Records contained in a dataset
-*-

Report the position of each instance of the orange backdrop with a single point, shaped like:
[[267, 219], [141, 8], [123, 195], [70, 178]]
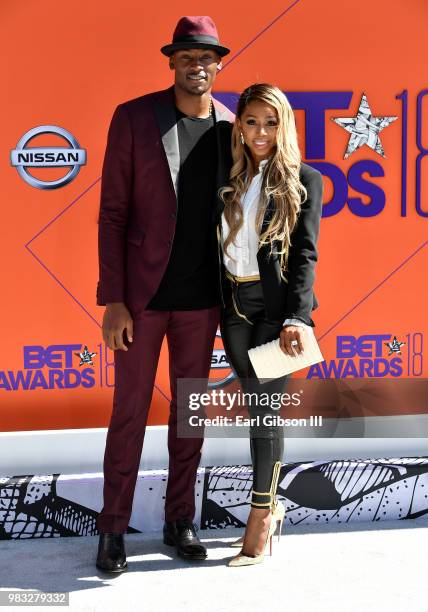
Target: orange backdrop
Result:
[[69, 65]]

-*-

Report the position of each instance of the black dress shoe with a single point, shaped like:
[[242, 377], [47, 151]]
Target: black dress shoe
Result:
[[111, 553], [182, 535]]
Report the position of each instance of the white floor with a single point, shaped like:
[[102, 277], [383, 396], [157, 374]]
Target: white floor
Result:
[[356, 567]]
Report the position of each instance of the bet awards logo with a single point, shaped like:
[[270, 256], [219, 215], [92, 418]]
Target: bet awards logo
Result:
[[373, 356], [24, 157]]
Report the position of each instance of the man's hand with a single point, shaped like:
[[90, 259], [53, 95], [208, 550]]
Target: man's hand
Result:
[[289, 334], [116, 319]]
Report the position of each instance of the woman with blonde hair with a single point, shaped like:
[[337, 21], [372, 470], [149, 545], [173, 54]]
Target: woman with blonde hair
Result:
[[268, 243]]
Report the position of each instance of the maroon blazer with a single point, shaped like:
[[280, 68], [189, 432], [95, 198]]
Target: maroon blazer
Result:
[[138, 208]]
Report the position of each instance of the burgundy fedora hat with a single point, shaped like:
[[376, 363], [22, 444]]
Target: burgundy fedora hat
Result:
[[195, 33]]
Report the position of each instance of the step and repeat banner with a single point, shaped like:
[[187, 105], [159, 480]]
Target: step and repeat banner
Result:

-*-

**Written exercise:** Copy out the lines of the listing above exactly as they stand, beginning with the line containing "Report the position of each instance of the bet" and continuing through the line containing "[[268, 243]]". Include both of those lines and nothing else.

**Full answer:**
Report the position of each instance of the bet awards logo with a single point, shaped like:
[[270, 256], [219, 215], [92, 418]]
Target: bet awards logo
Result:
[[373, 356], [24, 157]]
Report the position of each instance of the man's hand with a single point, shaped like:
[[90, 259], [53, 95], [208, 550]]
Target: man's hand
Result:
[[289, 334], [116, 319]]
Report the position of each instance of the woman with blonde hair with a single point, shaped like:
[[337, 21], [372, 470], [149, 545], [173, 54]]
Target: woman with blonde hair
Result:
[[268, 243]]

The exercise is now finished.